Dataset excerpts
○ ○ ○ ○ ○ ○ ○

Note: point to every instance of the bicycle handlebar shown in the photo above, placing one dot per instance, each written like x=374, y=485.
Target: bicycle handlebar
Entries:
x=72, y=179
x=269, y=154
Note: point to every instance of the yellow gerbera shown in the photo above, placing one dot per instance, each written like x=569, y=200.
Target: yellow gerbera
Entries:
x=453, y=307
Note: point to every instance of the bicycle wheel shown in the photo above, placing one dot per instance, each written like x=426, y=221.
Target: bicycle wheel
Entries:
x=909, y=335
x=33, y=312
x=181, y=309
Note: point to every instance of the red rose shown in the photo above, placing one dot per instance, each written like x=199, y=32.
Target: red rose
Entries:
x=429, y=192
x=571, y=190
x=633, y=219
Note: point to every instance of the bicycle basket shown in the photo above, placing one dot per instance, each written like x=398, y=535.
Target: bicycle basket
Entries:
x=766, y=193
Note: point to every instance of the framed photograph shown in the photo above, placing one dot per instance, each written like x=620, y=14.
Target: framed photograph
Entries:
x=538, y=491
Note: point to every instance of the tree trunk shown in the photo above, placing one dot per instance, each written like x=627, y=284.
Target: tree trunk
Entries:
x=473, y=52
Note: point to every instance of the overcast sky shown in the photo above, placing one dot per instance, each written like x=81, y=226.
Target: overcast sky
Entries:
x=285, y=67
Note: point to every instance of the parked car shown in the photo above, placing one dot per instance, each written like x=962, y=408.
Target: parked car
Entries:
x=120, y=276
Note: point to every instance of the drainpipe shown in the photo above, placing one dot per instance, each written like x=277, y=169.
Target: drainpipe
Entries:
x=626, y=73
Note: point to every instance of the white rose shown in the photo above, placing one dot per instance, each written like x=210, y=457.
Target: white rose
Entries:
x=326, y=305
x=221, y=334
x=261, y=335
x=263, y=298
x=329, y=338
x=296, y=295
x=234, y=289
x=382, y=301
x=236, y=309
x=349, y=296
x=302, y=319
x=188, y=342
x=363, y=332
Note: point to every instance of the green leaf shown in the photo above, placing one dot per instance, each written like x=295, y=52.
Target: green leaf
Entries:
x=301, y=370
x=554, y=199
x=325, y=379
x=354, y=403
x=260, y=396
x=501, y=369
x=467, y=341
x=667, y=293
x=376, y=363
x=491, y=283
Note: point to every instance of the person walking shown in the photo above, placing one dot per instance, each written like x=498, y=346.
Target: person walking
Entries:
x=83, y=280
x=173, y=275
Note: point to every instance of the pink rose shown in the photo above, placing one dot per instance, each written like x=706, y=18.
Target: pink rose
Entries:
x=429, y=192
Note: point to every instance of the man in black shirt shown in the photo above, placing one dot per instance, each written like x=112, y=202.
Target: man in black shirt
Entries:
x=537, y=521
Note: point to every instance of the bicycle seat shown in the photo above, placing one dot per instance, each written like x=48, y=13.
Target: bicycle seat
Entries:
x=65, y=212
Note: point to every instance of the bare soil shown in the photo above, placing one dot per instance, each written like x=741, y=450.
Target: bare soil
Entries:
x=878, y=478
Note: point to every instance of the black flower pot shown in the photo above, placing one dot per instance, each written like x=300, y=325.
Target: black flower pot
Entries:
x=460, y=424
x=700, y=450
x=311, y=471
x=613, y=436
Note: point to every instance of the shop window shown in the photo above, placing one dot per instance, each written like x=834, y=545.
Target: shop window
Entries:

○ ○ ○ ○ ○ ○ ○

> Exercise:
Each record must be repeated exactly as it appears above.

> Answer:
Note: point to every instance of the bicycle handlebar shown in the photo above, placing one dot per instance, each written like x=374, y=485.
Target: bicycle handlebar
Entries:
x=72, y=179
x=269, y=154
Note: point to every instance of the yellow gerbera shown in the photo above, placing one dot per instance, each written like x=569, y=200.
Target: yellow gerbera
Entries:
x=453, y=307
Note: point to every instance of the bicycle wheel shown in the photo above, placing one dot per instance, each written like x=426, y=221.
Target: bicycle wheel
Entries:
x=909, y=335
x=33, y=312
x=181, y=309
Note: point to every instance of the red rose shown in the photo above, placing one dot per instance, each written like x=199, y=32.
Target: red rose
Entries:
x=429, y=192
x=571, y=190
x=633, y=219
Note: point to every instance of the bicycle basket shown in the photo above, placing one dot per instance, each written like x=398, y=535.
Target: bicycle basket
Entries:
x=766, y=193
Note: point to every instance of the framed photograph shown in the photo above, placing one dot per instance, each written like x=620, y=14.
Target: framed photograph
Entries:
x=538, y=491
Note: point to every instance of the tree trunk shown in the photo above, placing one dot per instance, each written like x=627, y=284.
Target: tree trunk
Entries:
x=473, y=52
Note: point to every instance of the overcast sky shown in the photo above, placing one dot per instance, each written like x=81, y=226.
Target: overcast sky
Entries:
x=285, y=67
Note: point to every instance of the parked car shown in the photo above, placing one dot per instance, each written like x=962, y=408.
Target: parked car
Entries:
x=120, y=276
Note: point to every instance of the drainpipe shown in the photo above, placing one dot per instance, each written like x=277, y=169.
Target: drainpipe
Entries:
x=626, y=73
Note: point to every instance of the white rose shown in the photo above, placing one dot per instance, each written like x=210, y=457.
Target: white rose
Entries:
x=326, y=305
x=221, y=334
x=261, y=335
x=263, y=298
x=329, y=338
x=296, y=295
x=234, y=289
x=382, y=301
x=236, y=309
x=349, y=296
x=302, y=319
x=188, y=342
x=363, y=332
Note: point to every instance of the green leaf shown in the photo above, placing one dot per instance, each written like x=295, y=52.
Target: green leaf
Entries:
x=301, y=370
x=554, y=199
x=325, y=379
x=354, y=403
x=260, y=396
x=501, y=369
x=467, y=341
x=667, y=293
x=376, y=363
x=491, y=283
Note: point to every instance of the person walking shown in the photo above, placing one dot per instance, each written like x=498, y=346.
Target: person walking
Entries:
x=83, y=280
x=173, y=275
Note: point to every instance of the pink rose shown in the photo above, placing one dot per instance, each written like x=706, y=18.
Target: pink rose
Entries:
x=429, y=192
Note: point to every instance of the man in black shirt shown in the photo above, placing one dot per instance, each written like x=112, y=202.
Target: man in black shirt
Entries:
x=537, y=521
Note: point to every instance of the bicycle seat shown in the photo above, placing one dot per instance, each written like x=48, y=13.
Target: bicycle seat
Entries:
x=65, y=212
Note: point to every instance of the bare soil shown in the photo above, placing one dot per instance, each written like x=741, y=450.
Target: bare soil
Entries:
x=878, y=478
Note: point to every instance of the black flower pot shown in the photo above, placing one dot per instance, each written like x=300, y=325.
Target: black flower pot
Entries:
x=460, y=424
x=700, y=450
x=311, y=471
x=613, y=436
Note: point to every instance of the shop window shown in the photo above, placing one dot per instance, each written like x=834, y=545.
Target: shop window
Entries:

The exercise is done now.